▸ TAREFA A REALIZAR:
Responda, com base no trecho sobre os protestos de agricultores europeus:
1. Que cidade acordou sitiada por centenas de tratores?
2. Que país fora da Europa é citado como exemplo na queixa dos agricultores de que se tornaram pouco competitivos?
3. Sobre qual combustível o aumento dos tributos agravou os custos de transporte?

▸ TRECHO DO TEXTO:

Na última semana, Paris acordou sitiada por centenas de tratores, concluindo uma marcha de agricultores vindos de todo o interior da França. Seguindo a mesma tendência, protestos similares aconteceram em outros países do bloco europeu nesta semana, acentuando ainda mais ainda uma crise regional, não restrita apenas à França.

Enquanto a pauta da União Europeia tem se movido cada vez mais em direção ao combate às mudanças climáticas, percebe-se um descompassado às vontades de grupos que se veem prejudicados pelas medidas tomadas pelo bloco para frear a crise climática. Agricultores de todo o continente, descontentes com a queda nos seus rendimentos ao longo dos últimos anos, queixam-se de que o bloco tem dado as costas às suas necessidades, adotando uma agenda ambiental rígida, que os torna pouco competitivos em relação ao resto do mundo, incluindo o Brasil, e inviabiliza a produção de alimentos no continente.

Dentre as razões dos agricultores europeus, estão o aumento dos custos de transporte, exacerbados pelo aumento dos tributos sobre o óleo diesel e o aumento do custo da energia em geral, que vem aumentando por conta dos investimentos maciços na transição para fontes de energia limpa, que ainda são mais caras do que as tradicionais fontes fósseis, como gás e carvão. Nesse contexto, até mesmo a opção da União Europeia em limitar a compra de gás natural e petróleo da Rússia, em razão do conflito com a Ucrânia, vem sendo apontada como uma das razões para o aumento do custo de produção para os agricultores europeus.

▸ Itens armazenados:

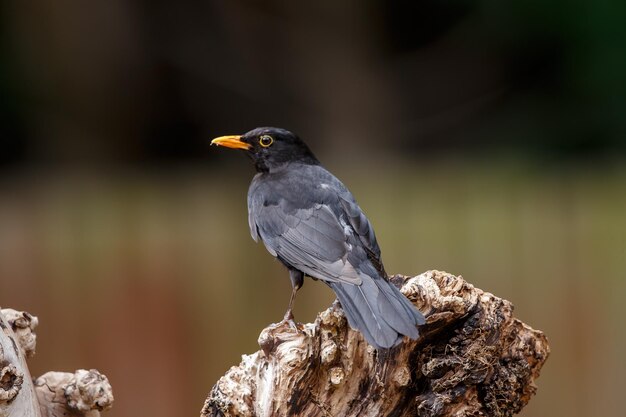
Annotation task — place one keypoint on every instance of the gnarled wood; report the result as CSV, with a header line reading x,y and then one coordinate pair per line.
x,y
17,393
473,359
54,394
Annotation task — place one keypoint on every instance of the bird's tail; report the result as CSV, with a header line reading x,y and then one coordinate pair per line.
x,y
379,310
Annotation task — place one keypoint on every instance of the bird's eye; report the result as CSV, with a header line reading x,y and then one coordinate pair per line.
x,y
266,141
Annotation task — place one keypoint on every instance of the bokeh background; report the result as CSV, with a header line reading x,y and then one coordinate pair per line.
x,y
482,137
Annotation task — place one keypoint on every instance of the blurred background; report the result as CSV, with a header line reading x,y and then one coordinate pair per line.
x,y
482,137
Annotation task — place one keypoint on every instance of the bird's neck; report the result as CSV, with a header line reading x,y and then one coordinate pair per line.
x,y
264,167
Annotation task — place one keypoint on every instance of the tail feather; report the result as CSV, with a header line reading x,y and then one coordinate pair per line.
x,y
379,310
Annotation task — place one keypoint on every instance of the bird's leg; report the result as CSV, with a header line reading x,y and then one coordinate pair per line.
x,y
297,279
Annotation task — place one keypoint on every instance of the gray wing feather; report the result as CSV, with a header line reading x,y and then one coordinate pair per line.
x,y
312,240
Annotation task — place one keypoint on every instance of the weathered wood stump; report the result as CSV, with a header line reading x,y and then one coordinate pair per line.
x,y
54,394
473,359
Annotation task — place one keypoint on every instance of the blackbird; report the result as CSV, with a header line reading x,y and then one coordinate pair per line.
x,y
309,220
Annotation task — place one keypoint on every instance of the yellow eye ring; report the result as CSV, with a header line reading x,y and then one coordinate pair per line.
x,y
266,141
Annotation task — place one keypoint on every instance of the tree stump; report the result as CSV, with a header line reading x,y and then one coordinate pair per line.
x,y
54,394
473,358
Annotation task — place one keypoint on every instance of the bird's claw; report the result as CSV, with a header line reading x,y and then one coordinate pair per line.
x,y
288,319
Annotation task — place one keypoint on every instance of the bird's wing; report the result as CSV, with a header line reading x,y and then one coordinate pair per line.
x,y
313,240
362,227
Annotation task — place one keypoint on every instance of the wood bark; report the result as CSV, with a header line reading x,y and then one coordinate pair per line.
x,y
473,359
54,394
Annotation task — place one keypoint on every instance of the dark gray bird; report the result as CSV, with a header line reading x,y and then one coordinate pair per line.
x,y
310,221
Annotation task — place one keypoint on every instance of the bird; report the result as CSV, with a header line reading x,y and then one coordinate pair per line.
x,y
310,222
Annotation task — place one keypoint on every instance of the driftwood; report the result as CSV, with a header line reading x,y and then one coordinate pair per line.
x,y
473,359
54,394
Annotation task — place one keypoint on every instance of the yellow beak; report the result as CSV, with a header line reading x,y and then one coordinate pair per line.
x,y
233,141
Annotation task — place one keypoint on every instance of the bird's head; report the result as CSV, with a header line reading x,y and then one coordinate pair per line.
x,y
269,147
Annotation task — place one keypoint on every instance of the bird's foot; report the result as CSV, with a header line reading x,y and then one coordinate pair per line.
x,y
288,319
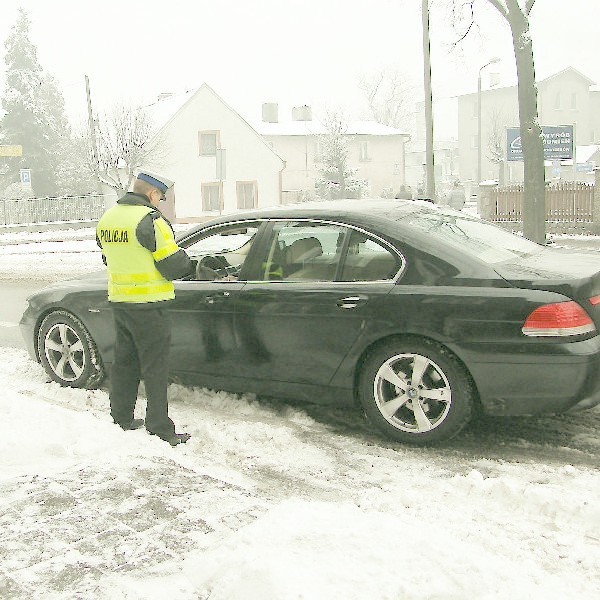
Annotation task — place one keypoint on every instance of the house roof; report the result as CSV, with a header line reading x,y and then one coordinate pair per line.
x,y
589,81
538,81
291,128
164,109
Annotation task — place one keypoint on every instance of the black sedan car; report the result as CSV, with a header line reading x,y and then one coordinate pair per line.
x,y
420,315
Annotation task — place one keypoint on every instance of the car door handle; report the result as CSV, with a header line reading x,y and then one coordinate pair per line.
x,y
214,297
351,301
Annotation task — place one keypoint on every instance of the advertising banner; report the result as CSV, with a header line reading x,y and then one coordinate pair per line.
x,y
557,142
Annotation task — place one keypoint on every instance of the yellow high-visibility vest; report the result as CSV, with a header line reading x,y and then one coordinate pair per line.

▸ RESPOSTA DA TAREFA:
1. Paris.
2. O Brasil.
3. O óleo diesel.